Die physische und soziale Distanz sind zwei Dinge, die dem Wesen des Menschen in keiner Weise entsprechen und unter Umständen zu ernsten Mangelerscheinungen führen. Ohne soziale und vor allem analoge (auch physische) Kontakte mit anderen Menschen drohen wir im Extremfall zu verkümmern.
Vielfach wurden ältere Menschen (65+) in ihrem Handeln kritisiert und dazu aufgefordert zu Hause zu bleiben. Welche Folgen hat diese Isolation für die Personen?
Je nach individueller psychischer Stabilität können die älteren Menschen unterschiedlich gut mit der Isolation umgehen. Ich weiss von Personen, denen die ganze Tagesstruktur weggebrochen ist und die deswegen in eine richtige Krise gerieten. Andererseits kenne ich auch viele, die mit einer gewissen Gelassenheit reagierten. Sicher ist, dass physische und soziale Distanz nur über eine gewisse Zeit und nur in einem bestimmten Mass ohne gravierende Folgen bleibt.
Gingen sie trotzdem an die frische Luft, wurden sie mit verständnislosen Blicken und Kommentaren konfrontiert. Was löst das in den Betroffenen aus?
Diese Personen haben nicht nur mit den oben erwähnten Folgen der Isolation zu tun, sondern müssen sich zusätzlich noch mit Diskriminierung auseinandersetzen beziehungsweise diese ertragen. Das ist natürlich eine total ungünstige Kombination, denn Diskriminierung bedeutet ja unter anderem, dass jemandem gewisse Rechte einfach abgesprochen werden. Somit müssen sich Betroffene nicht nur isoliert, sondern auch ein Stück weit rechtlos fühlen, was wiederum das Erleben des Abgeschnittenseins verstärkt. Von da ist es dann nur noch ein kleiner Schritt zu Angst und Depression.

Arbeitsaufträge »
a) Geben Sie aus dem Text über die Isolation älterer Menschen den Abschnitt wörtlich zurück, der mit den Worten "Vielfach wurden ältere" beginnt und mit "gravierende Folgen bleibt." endet.
b) Wie reagierten laut dem Text über die Isolation älterer Menschen viele, die nicht in eine Krise gerieten, auf die Isolation?
c) Führen Sie den Text über die Isolation älterer Menschen im Anschluss an seinen letzten Satz weiter.
Die folgende Liste steht in keinem Zusammenhang mit dem Text über die Isolation älterer Menschen.

Bereitgestellte Liste »
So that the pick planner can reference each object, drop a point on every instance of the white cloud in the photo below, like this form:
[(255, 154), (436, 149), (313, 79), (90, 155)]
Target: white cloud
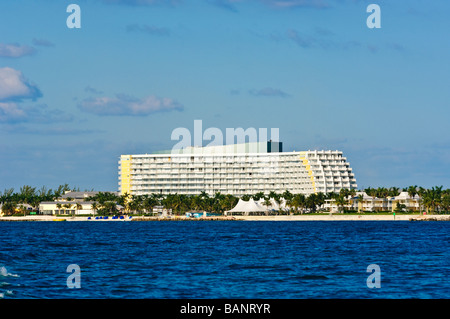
[(11, 112), (15, 87), (124, 104), (15, 50)]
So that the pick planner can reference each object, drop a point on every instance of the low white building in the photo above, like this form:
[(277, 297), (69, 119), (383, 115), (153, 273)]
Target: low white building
[(363, 202)]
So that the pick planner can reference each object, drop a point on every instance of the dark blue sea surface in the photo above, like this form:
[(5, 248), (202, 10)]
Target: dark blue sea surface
[(224, 259)]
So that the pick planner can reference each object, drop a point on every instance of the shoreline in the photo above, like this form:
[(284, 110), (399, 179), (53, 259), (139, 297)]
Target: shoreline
[(325, 217)]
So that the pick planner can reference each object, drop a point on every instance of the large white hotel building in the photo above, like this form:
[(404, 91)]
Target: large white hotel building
[(235, 169)]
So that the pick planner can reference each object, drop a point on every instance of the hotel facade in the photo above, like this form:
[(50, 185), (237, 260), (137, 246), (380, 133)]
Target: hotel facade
[(236, 169)]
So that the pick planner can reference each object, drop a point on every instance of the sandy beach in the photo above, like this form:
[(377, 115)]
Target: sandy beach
[(324, 217)]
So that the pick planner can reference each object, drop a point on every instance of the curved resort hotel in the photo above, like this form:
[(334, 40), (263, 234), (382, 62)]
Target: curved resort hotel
[(236, 169)]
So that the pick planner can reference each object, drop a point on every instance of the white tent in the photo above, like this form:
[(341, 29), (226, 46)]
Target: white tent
[(247, 207)]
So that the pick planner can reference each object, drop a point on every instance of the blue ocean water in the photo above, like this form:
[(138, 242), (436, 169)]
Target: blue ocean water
[(224, 259)]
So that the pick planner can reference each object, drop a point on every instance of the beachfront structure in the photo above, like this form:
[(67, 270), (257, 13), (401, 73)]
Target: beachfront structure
[(66, 207), (70, 203), (363, 202), (236, 169)]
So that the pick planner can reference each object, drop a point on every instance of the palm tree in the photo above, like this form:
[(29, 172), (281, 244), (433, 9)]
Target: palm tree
[(78, 206), (432, 198), (59, 206), (94, 206), (340, 201), (299, 201), (412, 192)]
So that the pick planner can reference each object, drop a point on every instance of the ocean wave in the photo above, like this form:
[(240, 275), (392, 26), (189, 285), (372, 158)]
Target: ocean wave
[(4, 272)]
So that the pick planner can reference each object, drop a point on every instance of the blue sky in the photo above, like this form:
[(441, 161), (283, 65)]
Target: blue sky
[(73, 100)]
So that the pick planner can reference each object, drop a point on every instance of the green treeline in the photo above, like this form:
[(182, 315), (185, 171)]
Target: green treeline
[(435, 200)]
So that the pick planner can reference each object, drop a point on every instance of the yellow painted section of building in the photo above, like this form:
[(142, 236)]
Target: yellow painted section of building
[(309, 170), (125, 174)]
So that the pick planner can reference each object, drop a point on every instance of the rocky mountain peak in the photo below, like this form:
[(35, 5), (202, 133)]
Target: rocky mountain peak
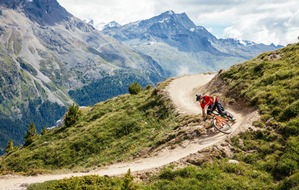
[(41, 11), (182, 19)]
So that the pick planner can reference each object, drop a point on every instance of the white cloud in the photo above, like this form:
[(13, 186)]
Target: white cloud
[(262, 21)]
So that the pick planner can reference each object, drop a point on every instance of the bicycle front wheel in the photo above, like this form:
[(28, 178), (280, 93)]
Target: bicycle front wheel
[(222, 126)]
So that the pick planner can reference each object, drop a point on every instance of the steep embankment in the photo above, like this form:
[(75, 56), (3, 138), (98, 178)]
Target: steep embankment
[(181, 91)]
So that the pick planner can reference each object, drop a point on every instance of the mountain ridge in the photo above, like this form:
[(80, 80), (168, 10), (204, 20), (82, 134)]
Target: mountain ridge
[(43, 60), (184, 44)]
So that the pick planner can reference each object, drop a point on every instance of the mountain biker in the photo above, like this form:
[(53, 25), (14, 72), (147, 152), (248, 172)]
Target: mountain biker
[(210, 103)]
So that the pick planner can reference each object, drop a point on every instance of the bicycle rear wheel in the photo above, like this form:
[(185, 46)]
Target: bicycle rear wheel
[(222, 126)]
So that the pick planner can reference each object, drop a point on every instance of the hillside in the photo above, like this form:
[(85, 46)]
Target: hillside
[(266, 156), (49, 59)]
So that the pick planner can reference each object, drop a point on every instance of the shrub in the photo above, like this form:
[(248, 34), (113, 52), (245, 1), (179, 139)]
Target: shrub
[(72, 116), (135, 88), (31, 134), (291, 182), (10, 147), (291, 111)]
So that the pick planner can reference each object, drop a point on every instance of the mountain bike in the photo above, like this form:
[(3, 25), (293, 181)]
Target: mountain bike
[(222, 123)]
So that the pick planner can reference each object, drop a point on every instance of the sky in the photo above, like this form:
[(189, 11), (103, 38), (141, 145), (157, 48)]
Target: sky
[(260, 21)]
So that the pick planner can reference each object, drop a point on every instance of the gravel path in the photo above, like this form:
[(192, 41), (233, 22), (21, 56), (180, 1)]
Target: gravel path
[(181, 91)]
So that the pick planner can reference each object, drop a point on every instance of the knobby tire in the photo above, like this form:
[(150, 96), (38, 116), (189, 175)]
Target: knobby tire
[(226, 128)]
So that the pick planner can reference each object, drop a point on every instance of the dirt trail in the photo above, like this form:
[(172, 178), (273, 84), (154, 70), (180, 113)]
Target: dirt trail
[(181, 91)]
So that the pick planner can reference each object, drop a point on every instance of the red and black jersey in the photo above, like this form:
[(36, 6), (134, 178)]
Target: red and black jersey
[(207, 101)]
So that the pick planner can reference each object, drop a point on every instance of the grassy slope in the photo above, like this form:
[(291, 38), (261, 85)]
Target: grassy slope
[(269, 157), (110, 131)]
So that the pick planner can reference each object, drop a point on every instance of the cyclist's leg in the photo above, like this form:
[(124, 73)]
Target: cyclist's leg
[(220, 108), (211, 108)]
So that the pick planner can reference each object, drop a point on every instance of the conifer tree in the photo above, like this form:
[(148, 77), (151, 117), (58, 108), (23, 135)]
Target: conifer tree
[(31, 134), (135, 88), (128, 182), (44, 131), (10, 146), (72, 116)]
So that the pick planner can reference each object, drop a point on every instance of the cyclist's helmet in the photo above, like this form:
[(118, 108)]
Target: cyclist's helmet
[(198, 97)]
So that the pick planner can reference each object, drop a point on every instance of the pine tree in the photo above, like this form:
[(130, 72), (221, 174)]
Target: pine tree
[(72, 116), (10, 146), (44, 131), (135, 88), (128, 182), (31, 134)]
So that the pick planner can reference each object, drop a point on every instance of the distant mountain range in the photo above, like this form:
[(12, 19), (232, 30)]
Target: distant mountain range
[(180, 46), (50, 59)]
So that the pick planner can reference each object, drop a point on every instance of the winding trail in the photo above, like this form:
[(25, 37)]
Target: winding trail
[(181, 91)]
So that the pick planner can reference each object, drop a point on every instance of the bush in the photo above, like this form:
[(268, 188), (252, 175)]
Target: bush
[(135, 88), (291, 182), (72, 116), (31, 134)]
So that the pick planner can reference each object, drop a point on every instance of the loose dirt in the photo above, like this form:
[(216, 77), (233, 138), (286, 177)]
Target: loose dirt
[(182, 92)]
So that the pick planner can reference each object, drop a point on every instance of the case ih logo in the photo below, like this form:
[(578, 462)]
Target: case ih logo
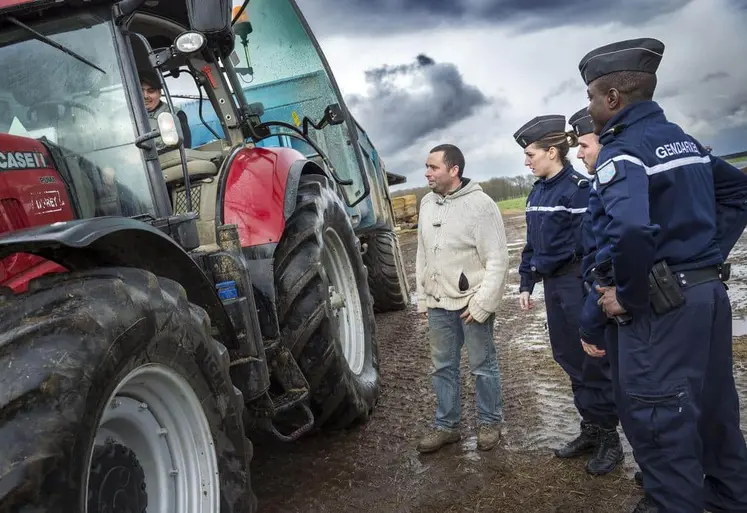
[(22, 160)]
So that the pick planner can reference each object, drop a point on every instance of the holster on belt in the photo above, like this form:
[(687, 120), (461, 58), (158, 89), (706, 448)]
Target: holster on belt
[(665, 286), (665, 293)]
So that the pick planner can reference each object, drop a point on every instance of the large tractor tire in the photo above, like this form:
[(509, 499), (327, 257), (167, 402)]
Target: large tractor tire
[(387, 278), (114, 397), (325, 308)]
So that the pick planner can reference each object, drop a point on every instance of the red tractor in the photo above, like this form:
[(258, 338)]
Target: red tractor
[(158, 303)]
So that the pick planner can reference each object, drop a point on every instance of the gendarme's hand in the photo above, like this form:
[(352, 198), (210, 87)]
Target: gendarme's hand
[(608, 301), (467, 317), (525, 302), (592, 350)]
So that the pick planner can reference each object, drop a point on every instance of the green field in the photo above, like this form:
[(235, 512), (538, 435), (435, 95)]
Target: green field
[(512, 204)]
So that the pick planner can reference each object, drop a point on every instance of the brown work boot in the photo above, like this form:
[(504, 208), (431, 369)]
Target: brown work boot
[(488, 436), (437, 438)]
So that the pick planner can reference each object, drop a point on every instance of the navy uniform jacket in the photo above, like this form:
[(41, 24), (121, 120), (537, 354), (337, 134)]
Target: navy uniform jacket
[(661, 196), (554, 212), (593, 321)]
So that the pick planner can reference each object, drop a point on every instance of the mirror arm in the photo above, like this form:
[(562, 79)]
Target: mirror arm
[(148, 136)]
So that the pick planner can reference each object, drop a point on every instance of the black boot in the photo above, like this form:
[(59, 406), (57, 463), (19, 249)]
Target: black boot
[(646, 505), (607, 454), (582, 444)]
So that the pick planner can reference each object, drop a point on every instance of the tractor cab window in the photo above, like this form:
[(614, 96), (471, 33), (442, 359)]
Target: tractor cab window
[(281, 68), (78, 107)]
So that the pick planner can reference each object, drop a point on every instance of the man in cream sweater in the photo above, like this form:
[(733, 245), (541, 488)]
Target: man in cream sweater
[(462, 269)]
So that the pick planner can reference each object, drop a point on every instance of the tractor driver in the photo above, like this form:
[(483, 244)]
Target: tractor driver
[(152, 90)]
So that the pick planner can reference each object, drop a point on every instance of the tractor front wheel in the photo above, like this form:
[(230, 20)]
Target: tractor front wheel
[(114, 397), (387, 277), (325, 308)]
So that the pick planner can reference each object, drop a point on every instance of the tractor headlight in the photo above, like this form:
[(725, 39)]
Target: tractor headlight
[(167, 129), (190, 42)]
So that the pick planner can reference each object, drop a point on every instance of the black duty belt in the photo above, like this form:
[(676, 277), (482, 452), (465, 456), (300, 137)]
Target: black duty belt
[(693, 277), (566, 268)]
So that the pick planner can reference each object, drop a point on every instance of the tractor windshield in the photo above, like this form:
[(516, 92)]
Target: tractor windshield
[(78, 108), (280, 66)]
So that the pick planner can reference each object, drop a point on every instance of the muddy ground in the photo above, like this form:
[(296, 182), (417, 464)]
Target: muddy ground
[(376, 467)]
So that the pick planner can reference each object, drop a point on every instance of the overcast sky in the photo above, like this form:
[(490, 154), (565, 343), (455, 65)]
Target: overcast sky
[(417, 73)]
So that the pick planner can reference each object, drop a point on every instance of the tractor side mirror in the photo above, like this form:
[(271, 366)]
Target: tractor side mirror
[(333, 115), (191, 42), (167, 129)]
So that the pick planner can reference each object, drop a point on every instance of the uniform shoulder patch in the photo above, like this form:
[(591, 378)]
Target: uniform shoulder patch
[(606, 173), (579, 180)]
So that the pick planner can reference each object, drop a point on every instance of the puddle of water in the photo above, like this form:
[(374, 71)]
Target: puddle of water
[(469, 449)]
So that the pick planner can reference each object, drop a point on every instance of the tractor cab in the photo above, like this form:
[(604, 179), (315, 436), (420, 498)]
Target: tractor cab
[(75, 85)]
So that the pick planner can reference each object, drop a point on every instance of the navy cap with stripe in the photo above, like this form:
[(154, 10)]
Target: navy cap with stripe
[(642, 54)]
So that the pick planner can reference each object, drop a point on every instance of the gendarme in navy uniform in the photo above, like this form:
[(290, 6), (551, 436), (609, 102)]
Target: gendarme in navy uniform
[(554, 212), (669, 214)]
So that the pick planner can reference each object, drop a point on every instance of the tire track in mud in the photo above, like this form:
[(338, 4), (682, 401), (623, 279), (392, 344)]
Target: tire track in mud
[(377, 462)]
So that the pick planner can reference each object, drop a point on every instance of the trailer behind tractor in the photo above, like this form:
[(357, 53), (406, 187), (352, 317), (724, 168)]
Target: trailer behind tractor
[(158, 305)]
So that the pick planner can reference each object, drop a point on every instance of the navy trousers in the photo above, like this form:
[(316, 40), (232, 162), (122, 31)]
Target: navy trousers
[(592, 388), (679, 404)]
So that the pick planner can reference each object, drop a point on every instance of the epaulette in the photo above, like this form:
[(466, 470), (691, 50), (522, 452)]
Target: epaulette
[(579, 180), (612, 132)]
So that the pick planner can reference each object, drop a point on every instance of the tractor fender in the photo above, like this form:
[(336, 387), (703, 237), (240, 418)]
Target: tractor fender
[(122, 242), (258, 191)]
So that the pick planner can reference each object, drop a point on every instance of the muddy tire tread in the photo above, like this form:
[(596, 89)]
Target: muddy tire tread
[(304, 317), (62, 341)]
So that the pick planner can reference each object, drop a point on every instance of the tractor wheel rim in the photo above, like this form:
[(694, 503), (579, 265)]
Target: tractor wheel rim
[(344, 300), (156, 414)]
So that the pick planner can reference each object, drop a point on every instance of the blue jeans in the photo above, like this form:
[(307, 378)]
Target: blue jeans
[(447, 334)]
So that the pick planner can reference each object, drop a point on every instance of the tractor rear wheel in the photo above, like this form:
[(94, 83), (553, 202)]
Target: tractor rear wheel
[(325, 308), (114, 397), (387, 277)]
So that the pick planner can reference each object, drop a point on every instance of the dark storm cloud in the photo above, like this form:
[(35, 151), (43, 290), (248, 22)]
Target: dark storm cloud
[(375, 17), (715, 76), (406, 102), (567, 86)]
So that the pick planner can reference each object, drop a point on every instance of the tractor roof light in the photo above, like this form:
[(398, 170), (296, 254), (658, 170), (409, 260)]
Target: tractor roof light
[(190, 42)]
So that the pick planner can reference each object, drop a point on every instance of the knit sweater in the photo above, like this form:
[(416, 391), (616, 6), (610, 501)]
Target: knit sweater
[(462, 258)]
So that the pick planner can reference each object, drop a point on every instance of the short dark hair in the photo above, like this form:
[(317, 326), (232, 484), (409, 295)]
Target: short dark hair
[(453, 156), (634, 86)]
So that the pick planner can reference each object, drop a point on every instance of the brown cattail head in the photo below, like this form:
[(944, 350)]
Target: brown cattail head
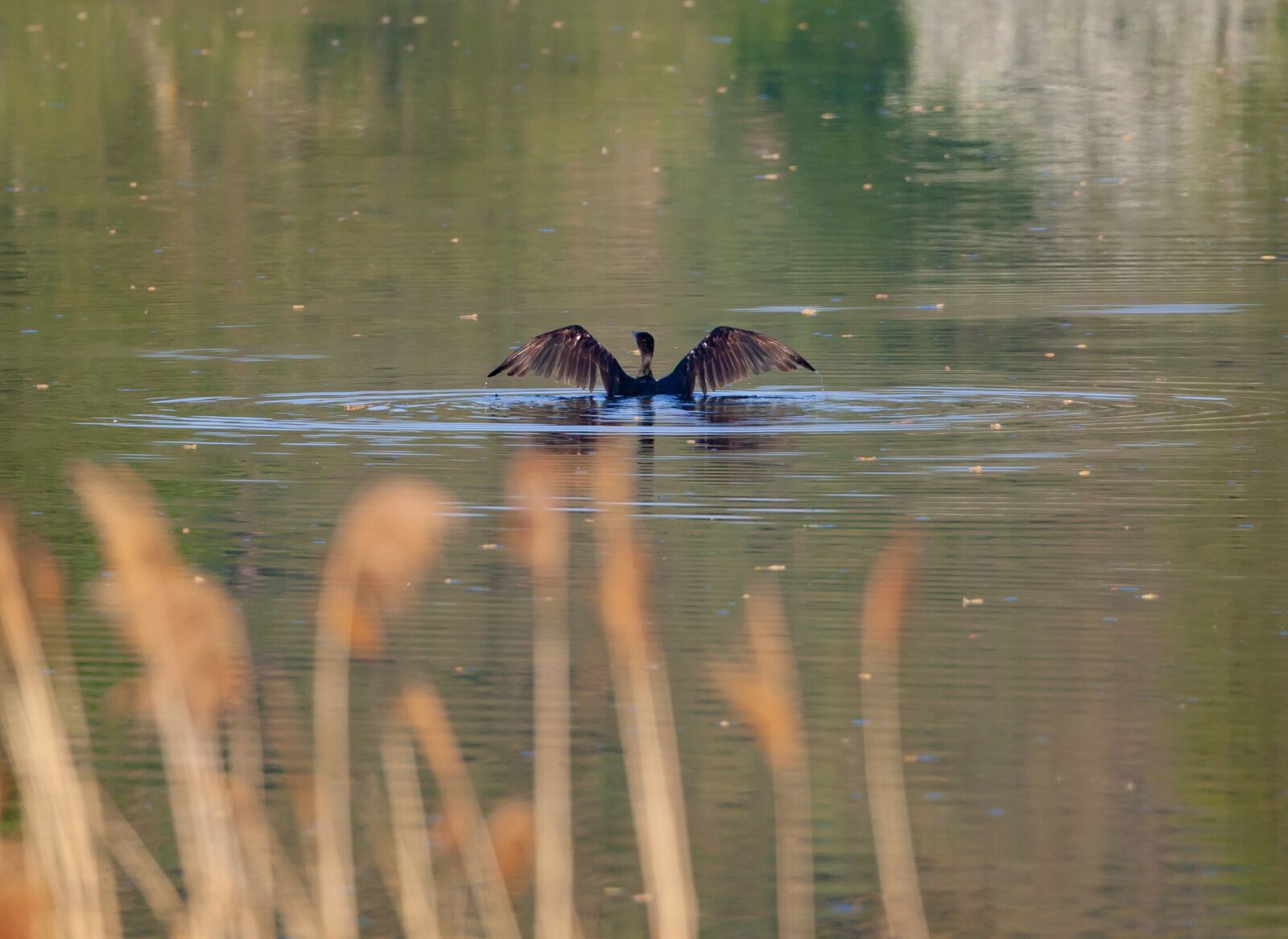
[(513, 830), (766, 710), (388, 537), (886, 593), (543, 531), (25, 907), (184, 628), (44, 580)]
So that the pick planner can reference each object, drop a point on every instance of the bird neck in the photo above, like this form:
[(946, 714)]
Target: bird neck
[(644, 343)]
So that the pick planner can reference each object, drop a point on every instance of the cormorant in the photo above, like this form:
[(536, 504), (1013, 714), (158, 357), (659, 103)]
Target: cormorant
[(575, 357)]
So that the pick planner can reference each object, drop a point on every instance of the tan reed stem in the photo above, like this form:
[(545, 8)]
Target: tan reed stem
[(57, 823), (882, 611), (424, 711), (332, 787), (646, 723), (129, 851), (416, 893), (547, 542), (190, 638), (768, 700)]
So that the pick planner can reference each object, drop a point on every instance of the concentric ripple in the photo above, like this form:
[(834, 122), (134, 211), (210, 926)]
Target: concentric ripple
[(1144, 409)]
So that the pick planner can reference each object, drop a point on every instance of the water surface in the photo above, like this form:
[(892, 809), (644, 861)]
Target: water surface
[(1038, 257)]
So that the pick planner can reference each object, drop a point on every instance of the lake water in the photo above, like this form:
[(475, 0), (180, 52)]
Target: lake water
[(1040, 257)]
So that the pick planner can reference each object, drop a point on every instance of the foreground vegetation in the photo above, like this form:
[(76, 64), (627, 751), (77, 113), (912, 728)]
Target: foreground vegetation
[(250, 867)]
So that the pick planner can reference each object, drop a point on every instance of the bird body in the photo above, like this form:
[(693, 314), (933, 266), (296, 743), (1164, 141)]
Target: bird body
[(572, 356)]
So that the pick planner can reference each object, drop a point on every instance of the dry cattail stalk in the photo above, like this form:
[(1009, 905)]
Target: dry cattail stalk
[(60, 827), (141, 867), (768, 698), (416, 893), (512, 829), (386, 542), (193, 647), (423, 710), (386, 538), (182, 625), (644, 714), (882, 609), (545, 538), (25, 907)]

Ihre Antworten »
a)
Vielfach wurden ältere Menschen (65+) in ihrem Handeln kritisiert und dazu aufgefordert zu Hause zu bleiben. Welche Folgen hat diese Isolation für die Personen?
Je nach individueller psychischer Stabilität können die älteren Menschen unterschiedlich gut mit der Isolation umgehen. Ich weiss von Personen, denen die ganze Tagesstruktur weggebrochen ist und die deswegen in eine richtige Krise gerieten. Andererseits kenne ich auch viele, die mit einer gewissen Gelassenheit reagierten. Sicher ist, dass physische und soziale Distanz nur über eine gewisse Zeit und nur in einem bestimmten Mass ohne gravierende Folgen bleibt.

b) Mit einer gewissen Gelassenheit.

c)
Hinzu kam die Trennung von der Familie und den Enkelkindern. Wie wichtig schätzen Sie den digitalen Fortschritt (Video-Telefonie) in dieser Zeit ein?
Die Möglichkeiten der digitalen Kommunikation bringen sicher ein Stück weit Entlastung, vor allem auch, weil man den anderen nicht nur hören, sondern auch sehen kann. Ein Ersatz für analoges Zusammensein ist das aber nicht, weil man den anderen zum Beispiel nicht berühren kann.
Jedoch zählen nicht nur ältere Menschen zur Risikogruppe, auch viele Junge gehören dazu. Wie differenzieren sich die Ängste der jungen Menschen von denen der älteren Generation?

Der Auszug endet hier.